- [SELECTED TEXT]
>> begin
During drilling operations, the drilling fluid 140 may be pumped through an internal flow pathway (not shown) of the top drive 116 and into the internal passage 121 of the drill string 120. The drilling fluid 140 may continue to flow downhole through the conveyance means 122 and the BHA 124, as indicated by directional arrows 158. The drilling fluid 140 may exit the BHA 124 via ports 128 in the drill bit 126 and then circulate uphole through an annular space (“annulus”) 108 of the wellbore 102 defined between an exterior of the drill string 120 and the wall of the wellbore 102, as indicated by direction arrows 159. In this manner, the drilling fluid 140 lubricates the drill bit 126 and carries formation cuttings uphole to the wellsite surface 104. The drilling fluid 140 may exit the annulus 108 via a ported adapter or spool 136 or another tool fluidly connected with the annulus 108. The spool 136 may be disposed below the annular fluid control device 132, above the BOP stack 130, or at another location permitting ported access or fluid connection with the annulus 108. The drilling fluid 140 may be returned via solids control equipment 180 to the container 142 via fluid conduits 162, 164 extending between the spool 136 and the container 142 to be recirculated into the wellbore 102, as described above.

However, during other operations of the wellsite system 100, the flow of the drilling fluid 140 may be reversed (i.e., in a direction opposite the direction indicated by arrow 158), flowing from the wellbore 102 to the wellsite surface 104 via the internal passage 121 of the drill string 120. Thus, a bypass conduit 166 may be connected on opposing sides of the pump 144 and the check valve 154 to permit the reverse flowing drilling fluid 140 to bypass the pump 144 and the check valve 154. A fluid valve 168 may be connected along the bypass conduit 166 to selectively permit flow through the bypass conduit 166. The fluid valve 168 may be a flow rate control valve, such as a needle valve, a metering valve, a globe valve, or another valve operable to progressively or gradually open and close to control rate of fluid flow through the bypass conduit 166. A flow rate sensor 169 may be connected along the bypass conduit 166 to monitor flow rate of the drilling fluid 140 flowing through the bypass conduit 166. The drilling fluid 140 returning to the wellsite surface 104 via the internal passage 121 may be directed to the container 142 via the bypass conduit 166 and the fluid conduit 191.
>> end
- [DATA EXTRACT]
>> begin
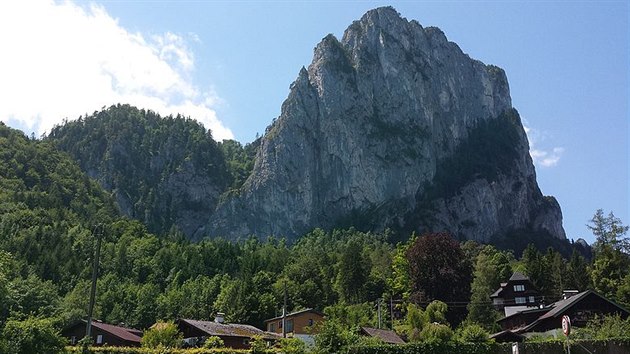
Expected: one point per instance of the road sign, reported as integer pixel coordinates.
>> end
- [TASK REQUIREMENTS]
1. List the specific valve types that the passage on drilling fluid flow gives as examples of the fluid valve 168.
2. In the passage on drilling fluid flow, how does the drilling fluid exit the BHA 124?
3. Write the next part of the passage on drilling fluid flow, continuing after its final sentence.

- [TASK ANSWERS]
1.
needle valve
metering valve
globe valve

2. It exits via ports 128 in the drill bit 126.

3.
During drilling operations, the drilling fluid 140 returning to the wellsite surface 104 via the annulus 108 may be directed through a choke manifold 170 connected between the conduits 162, 164. The choke manifold 170 may include two chokes 172 and a plurality of fluid valves 174 operable to determine a flow path through the choke manifold 170. Backpressure may be applied to the annulus 108 by variably restricting flow of the drilling fluid 140 or other fluids through the utilized choke 172. The greater the restriction to flow through the choke 172, the greater the backpressure applied to the annulus 108. Thus, downhole pressure (e.g., pressure at the bottom of the wellbore 102 around the BHA 124 or at a particular depth along the wellbore 102) can be regulated by varying the backpressure at an upper (i.e., uphole) end (e.g., within an upper portion) of the annulus 108 proximate the wellsite surface 104. Pressure maintained at the upper end of the annulus 108 may be measured via a pressure sensor 176 connected along the conduit 162 between the spool 136 and the choke manifold 170 and, thus, in communication with the upper end of the annulus 108. A fluid valve 178 may be connected along the conduit 162 to selectively fluidly isolate the annulus 108 from the choke manifold 170 and/or other surface equipment 110 fluidly connected with the conduit 162. Before being returned to the container 142, the drilling fluid 140 may be cleaned by the solids control equipment 180, such as may include one or more of shakers, separators, centrifuges and other mud cleaning devices. A flow rate sensor 182 may be connected along the fluid conduit 164 to monitor flow rate of the drilling fluid 140 or another fluid being returned into the container 142. A fluid valve 184 may be connected along the conduit 164 to selectively fluidly isolate the choke manifold 170 from the fluid container 142.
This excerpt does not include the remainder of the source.